_What to do:_
Count the lines below that contain the word "hanging", and give only the number.

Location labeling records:
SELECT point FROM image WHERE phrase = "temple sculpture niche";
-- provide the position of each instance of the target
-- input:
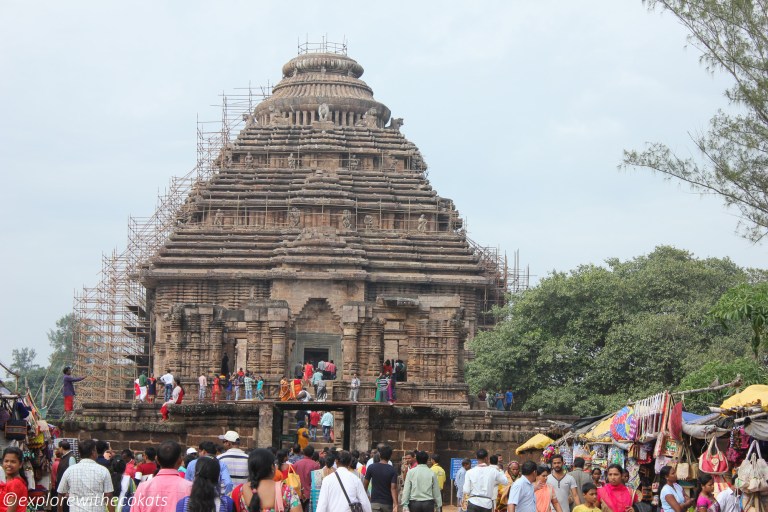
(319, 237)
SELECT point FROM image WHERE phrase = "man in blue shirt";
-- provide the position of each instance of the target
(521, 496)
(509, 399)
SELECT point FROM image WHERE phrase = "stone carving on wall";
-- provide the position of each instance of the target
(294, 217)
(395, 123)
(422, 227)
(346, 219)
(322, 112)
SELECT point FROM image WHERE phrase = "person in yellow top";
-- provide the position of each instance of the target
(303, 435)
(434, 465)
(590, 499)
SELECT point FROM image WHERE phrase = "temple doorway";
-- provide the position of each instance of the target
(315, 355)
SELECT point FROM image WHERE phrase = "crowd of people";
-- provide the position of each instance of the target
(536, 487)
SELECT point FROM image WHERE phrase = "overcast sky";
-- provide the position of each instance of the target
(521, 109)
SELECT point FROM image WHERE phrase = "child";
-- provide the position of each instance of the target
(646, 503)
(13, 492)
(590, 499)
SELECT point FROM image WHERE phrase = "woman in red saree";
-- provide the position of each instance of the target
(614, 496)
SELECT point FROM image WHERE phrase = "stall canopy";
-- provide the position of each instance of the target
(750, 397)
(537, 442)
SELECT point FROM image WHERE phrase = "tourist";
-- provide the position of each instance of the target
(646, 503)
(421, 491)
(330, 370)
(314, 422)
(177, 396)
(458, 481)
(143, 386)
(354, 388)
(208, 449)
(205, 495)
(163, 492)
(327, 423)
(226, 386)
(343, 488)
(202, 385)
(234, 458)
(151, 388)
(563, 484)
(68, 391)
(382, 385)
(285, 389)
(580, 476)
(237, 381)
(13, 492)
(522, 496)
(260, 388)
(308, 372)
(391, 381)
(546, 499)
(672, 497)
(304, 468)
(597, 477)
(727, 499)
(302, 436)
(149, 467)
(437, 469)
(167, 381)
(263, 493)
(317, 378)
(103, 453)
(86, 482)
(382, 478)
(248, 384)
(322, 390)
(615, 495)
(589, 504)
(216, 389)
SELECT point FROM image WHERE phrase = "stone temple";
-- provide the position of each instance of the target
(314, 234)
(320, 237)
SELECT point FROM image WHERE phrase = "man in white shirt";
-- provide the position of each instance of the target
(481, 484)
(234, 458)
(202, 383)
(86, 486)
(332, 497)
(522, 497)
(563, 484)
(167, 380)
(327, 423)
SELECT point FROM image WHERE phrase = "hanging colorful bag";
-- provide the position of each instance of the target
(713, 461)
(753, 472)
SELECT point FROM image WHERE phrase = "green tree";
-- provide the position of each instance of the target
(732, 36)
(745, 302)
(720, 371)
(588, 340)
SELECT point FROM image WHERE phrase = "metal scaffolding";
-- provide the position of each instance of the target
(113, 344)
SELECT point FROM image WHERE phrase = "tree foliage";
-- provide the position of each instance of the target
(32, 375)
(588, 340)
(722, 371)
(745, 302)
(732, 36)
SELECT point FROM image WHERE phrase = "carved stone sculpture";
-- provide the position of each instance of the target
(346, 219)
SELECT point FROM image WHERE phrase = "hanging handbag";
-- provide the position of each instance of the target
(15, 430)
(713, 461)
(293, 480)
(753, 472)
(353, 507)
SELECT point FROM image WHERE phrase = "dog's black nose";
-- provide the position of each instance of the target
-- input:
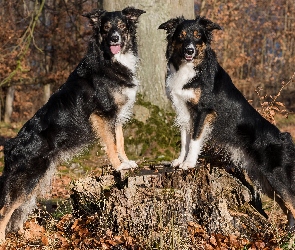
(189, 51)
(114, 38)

_The completed task:_
2